## SOURCE
++++++++++++++++++++

Figure 14 also shows that, although the Friendster and Orkut datasets have different input data sizes, their execution times are saturated around 3000 seconds with 8 nodes. Orkut dataset contains two times more the total numbers of vertices and hyperedges and 4.5 times more bipartite edges than Friendster dataset, but the maximum cardinality of Orkut is similar to that of Friendster (about 9,000 from Table I). Once the cluster is large enough that computational resources are sufficient, the network I/O becomes a bottleneck. Since the messages sent from one host to another are merged before they are sent out, the maximum cardinality influences the message sizes and hence, the total network traffic, leading to a similar performance for both Orkut and Friendster at larger cluster sizes.

++++++++++++++++++++

## DATA SUPPLIED
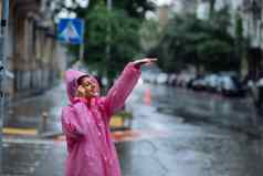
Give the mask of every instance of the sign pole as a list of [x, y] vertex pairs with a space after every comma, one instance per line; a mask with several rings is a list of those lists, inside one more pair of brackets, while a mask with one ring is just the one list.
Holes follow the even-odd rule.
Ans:
[[6, 80], [6, 38], [8, 32], [9, 0], [2, 0], [0, 28], [0, 175], [2, 175], [2, 126], [4, 118], [4, 80]]
[[85, 23], [83, 21], [83, 25], [82, 25], [82, 32], [81, 32], [81, 38], [82, 38], [82, 41], [81, 41], [81, 44], [80, 44], [80, 61], [81, 63], [84, 63], [84, 52], [85, 52], [85, 37], [84, 37], [84, 30], [85, 30]]

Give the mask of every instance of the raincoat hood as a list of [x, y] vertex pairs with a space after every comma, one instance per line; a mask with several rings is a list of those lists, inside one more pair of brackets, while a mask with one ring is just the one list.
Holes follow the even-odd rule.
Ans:
[[65, 83], [66, 83], [66, 93], [67, 93], [67, 97], [70, 100], [71, 103], [74, 102], [74, 97], [75, 97], [75, 93], [76, 93], [76, 90], [78, 87], [78, 79], [83, 77], [83, 76], [88, 76], [91, 77], [94, 83], [96, 83], [96, 86], [98, 87], [98, 93], [99, 93], [99, 85], [96, 81], [96, 79], [87, 73], [84, 73], [84, 72], [81, 72], [81, 71], [77, 71], [77, 70], [67, 70], [65, 72]]

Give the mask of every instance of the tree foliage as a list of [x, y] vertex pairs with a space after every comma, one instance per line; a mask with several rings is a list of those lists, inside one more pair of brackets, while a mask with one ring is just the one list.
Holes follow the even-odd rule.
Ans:
[[228, 9], [213, 12], [209, 20], [194, 14], [175, 15], [156, 48], [149, 55], [158, 56], [160, 66], [168, 72], [193, 64], [208, 71], [238, 70], [239, 55], [230, 27]]
[[[140, 52], [138, 29], [146, 11], [154, 8], [149, 0], [113, 1], [112, 10], [106, 0], [90, 0], [86, 8], [69, 8], [85, 20], [84, 60], [88, 68], [113, 80]], [[70, 51], [77, 55], [78, 46], [70, 46]]]

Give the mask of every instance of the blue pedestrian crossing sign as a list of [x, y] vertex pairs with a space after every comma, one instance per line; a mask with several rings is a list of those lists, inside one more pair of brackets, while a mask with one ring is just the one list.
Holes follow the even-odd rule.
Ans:
[[65, 43], [83, 43], [84, 20], [78, 18], [61, 19], [57, 25], [57, 38], [60, 41]]

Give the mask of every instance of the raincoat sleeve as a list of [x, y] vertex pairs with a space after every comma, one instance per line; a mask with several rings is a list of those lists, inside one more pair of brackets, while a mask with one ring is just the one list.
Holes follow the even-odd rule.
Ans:
[[75, 113], [72, 107], [64, 107], [61, 114], [62, 130], [64, 134], [73, 139], [84, 136], [84, 132], [76, 122]]
[[128, 63], [120, 76], [114, 83], [105, 97], [105, 106], [108, 118], [125, 104], [126, 99], [133, 91], [140, 76], [140, 68], [136, 68], [133, 62]]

++++++++++++++++++++

## REQUESTS
• a. From the passage on Friendster and Orkut above, return the words between "Figure 14 also shows" and "larger cluster sizes.", inclusive.
• b. Answer these questions from the passage on Friendster and Orkut above:
(i) Around what execution time do both datasets saturate, and with how many nodes?
(ii) How many times more bipartite edges does Orkut contain than Friendster?
(iii) What becomes a bottleneck once the cluster has sufficient computational resources?

## EXPECTED RESPONSES
• a.
Figure 14 also shows that, although the Friendster and Orkut datasets have different input data sizes, their execution times are saturated around 3000 seconds with 8 nodes. Orkut dataset contains two times more the total numbers of vertices and hyperedges and 4.5 times more bipartite edges than Friendster dataset, but the maximum cardinality of Orkut is similar to that of Friendster (about 9,000 from Table I). Once the cluster is large enough that computational resources are sufficient, the network I/O becomes a bottleneck. Since the messages sent from one host to another are merged before they are sent out, the maximum cardinality influences the message sizes and hence, the total network traffic, leading to a similar performance for both Orkut and Friendster at larger cluster sizes.

• b.
(i) Around 3000 seconds, with 8 nodes.
(ii) 4.5 times more.
(iii) The network I/O.